## [Exercise requirements]
Select and copy each line in the items below that contains the string "shirt". Case counts.
--- START OF Records supplied ---
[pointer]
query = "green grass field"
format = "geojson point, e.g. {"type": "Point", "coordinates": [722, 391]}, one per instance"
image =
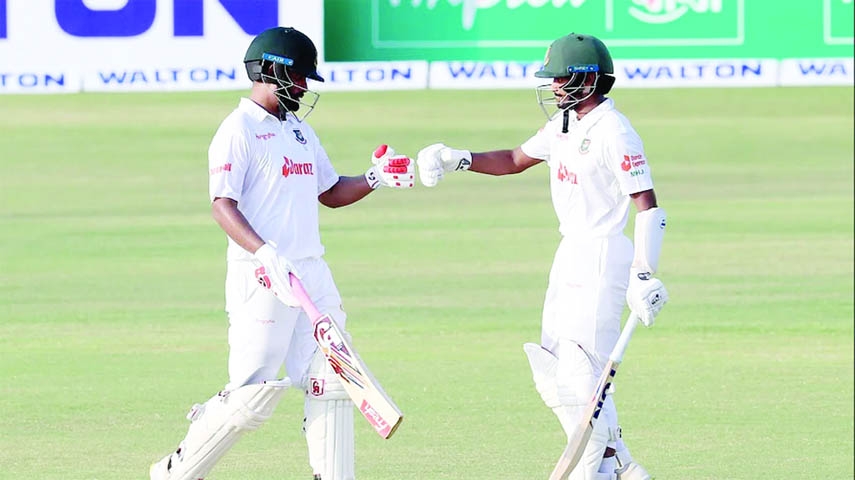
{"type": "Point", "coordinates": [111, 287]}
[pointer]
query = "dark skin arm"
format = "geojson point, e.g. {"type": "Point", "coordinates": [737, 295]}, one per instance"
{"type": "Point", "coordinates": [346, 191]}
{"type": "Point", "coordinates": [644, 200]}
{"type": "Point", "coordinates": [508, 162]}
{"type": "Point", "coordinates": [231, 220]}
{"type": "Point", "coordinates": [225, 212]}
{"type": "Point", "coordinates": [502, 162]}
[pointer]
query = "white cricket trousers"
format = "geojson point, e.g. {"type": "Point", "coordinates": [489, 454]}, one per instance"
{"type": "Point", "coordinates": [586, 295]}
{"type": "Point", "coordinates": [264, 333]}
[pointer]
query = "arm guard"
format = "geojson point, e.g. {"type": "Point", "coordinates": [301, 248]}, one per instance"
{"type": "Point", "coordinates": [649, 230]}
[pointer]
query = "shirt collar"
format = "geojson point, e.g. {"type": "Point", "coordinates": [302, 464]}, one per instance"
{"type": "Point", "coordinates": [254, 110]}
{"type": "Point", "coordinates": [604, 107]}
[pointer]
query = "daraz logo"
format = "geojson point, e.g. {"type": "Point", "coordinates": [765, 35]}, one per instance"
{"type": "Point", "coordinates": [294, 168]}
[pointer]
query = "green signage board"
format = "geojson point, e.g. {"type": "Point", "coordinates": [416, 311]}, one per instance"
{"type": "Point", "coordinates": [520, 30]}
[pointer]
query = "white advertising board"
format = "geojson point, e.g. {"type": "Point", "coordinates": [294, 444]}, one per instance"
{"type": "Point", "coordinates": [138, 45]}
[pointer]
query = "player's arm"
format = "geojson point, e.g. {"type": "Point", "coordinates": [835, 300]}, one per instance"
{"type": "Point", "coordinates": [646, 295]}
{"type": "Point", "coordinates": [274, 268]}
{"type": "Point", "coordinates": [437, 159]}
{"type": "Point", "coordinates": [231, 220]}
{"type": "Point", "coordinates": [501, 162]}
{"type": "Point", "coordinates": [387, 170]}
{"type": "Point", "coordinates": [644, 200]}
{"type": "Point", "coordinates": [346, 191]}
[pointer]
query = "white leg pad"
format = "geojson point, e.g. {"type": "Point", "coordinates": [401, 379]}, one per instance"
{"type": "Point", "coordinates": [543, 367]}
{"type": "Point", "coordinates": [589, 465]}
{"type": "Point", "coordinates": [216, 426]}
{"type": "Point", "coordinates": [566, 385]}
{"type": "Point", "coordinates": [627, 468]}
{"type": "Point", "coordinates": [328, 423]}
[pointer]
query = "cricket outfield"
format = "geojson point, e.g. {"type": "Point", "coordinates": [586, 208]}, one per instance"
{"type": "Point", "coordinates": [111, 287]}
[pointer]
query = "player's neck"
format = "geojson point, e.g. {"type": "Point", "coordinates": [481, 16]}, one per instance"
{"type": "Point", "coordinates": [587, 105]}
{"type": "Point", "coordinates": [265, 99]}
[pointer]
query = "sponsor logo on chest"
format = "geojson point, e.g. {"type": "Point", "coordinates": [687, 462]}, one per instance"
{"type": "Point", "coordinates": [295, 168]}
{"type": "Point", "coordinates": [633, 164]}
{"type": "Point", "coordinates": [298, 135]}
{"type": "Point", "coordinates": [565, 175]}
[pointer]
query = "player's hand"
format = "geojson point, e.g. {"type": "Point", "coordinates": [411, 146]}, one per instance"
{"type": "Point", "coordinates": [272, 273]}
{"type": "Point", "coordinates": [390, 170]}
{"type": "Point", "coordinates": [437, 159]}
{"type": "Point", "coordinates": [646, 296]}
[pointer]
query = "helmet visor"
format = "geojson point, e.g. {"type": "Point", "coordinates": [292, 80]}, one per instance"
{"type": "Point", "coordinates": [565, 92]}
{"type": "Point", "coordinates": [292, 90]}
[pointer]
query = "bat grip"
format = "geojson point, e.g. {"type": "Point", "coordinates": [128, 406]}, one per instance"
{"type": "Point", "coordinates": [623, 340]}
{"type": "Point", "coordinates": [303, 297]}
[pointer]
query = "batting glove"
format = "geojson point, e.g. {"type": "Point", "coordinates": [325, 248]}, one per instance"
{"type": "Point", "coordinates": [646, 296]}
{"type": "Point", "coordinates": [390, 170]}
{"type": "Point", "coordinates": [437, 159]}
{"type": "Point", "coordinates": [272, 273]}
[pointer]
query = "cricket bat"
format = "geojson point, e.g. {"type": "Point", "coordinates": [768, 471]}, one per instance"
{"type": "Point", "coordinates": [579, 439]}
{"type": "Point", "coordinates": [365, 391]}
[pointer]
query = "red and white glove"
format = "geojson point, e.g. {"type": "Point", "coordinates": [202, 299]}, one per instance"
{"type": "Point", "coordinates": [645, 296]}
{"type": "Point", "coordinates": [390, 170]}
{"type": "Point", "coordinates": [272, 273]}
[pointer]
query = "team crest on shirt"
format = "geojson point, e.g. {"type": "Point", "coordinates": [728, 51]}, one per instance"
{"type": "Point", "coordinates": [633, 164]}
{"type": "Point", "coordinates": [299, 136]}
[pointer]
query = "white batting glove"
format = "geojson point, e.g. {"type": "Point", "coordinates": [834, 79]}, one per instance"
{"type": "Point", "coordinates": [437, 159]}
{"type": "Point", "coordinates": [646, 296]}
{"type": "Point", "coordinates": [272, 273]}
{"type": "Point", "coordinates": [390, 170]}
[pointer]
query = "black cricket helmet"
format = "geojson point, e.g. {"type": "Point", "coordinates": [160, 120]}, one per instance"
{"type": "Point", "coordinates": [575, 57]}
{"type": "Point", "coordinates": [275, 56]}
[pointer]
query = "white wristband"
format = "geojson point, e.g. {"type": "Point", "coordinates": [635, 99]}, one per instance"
--- END OF Records supplied ---
--- START OF Records supplied ---
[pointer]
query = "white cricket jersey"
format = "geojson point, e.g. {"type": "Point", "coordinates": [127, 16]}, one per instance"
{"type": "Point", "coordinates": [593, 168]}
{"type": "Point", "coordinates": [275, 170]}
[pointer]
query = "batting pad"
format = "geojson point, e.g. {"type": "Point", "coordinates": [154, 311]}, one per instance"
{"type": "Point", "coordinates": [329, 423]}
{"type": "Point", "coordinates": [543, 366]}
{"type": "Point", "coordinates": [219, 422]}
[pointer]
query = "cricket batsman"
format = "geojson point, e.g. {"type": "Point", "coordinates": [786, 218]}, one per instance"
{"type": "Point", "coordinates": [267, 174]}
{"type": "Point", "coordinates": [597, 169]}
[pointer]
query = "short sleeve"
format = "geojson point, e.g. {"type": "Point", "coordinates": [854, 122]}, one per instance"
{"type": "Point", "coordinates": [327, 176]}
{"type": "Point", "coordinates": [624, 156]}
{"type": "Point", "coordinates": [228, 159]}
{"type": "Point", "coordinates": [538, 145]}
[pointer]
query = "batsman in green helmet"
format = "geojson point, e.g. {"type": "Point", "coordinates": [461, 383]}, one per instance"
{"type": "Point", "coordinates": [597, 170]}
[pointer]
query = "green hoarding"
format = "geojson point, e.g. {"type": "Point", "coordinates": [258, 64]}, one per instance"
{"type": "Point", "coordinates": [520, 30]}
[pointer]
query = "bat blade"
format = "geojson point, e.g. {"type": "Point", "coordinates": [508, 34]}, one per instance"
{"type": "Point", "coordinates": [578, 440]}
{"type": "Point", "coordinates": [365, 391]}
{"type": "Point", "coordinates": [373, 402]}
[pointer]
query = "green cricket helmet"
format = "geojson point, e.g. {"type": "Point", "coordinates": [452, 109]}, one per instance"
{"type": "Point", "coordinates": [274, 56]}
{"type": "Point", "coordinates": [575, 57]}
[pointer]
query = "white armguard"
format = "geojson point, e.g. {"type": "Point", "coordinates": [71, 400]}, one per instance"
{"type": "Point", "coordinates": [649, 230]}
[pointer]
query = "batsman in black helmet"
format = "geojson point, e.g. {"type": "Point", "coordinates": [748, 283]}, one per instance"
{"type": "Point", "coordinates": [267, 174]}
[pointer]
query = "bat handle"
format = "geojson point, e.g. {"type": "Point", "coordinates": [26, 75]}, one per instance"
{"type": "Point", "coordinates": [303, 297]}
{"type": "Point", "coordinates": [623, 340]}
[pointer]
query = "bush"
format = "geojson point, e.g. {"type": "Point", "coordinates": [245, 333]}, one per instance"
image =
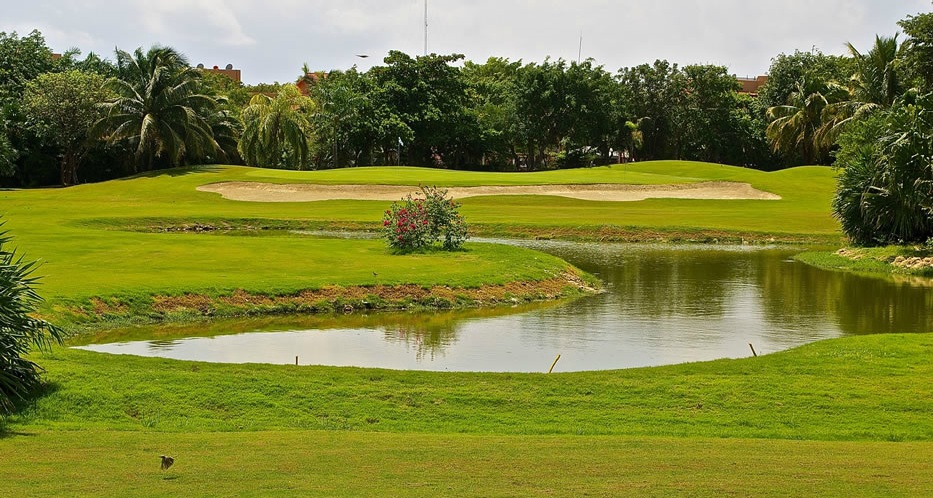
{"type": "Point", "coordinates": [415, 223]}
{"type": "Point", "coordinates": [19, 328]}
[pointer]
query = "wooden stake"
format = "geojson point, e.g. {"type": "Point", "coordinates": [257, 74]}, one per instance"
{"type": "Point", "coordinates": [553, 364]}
--- END OF Records supplied ---
## [Response]
query = "shirt collar"
query = "team crest on shirt"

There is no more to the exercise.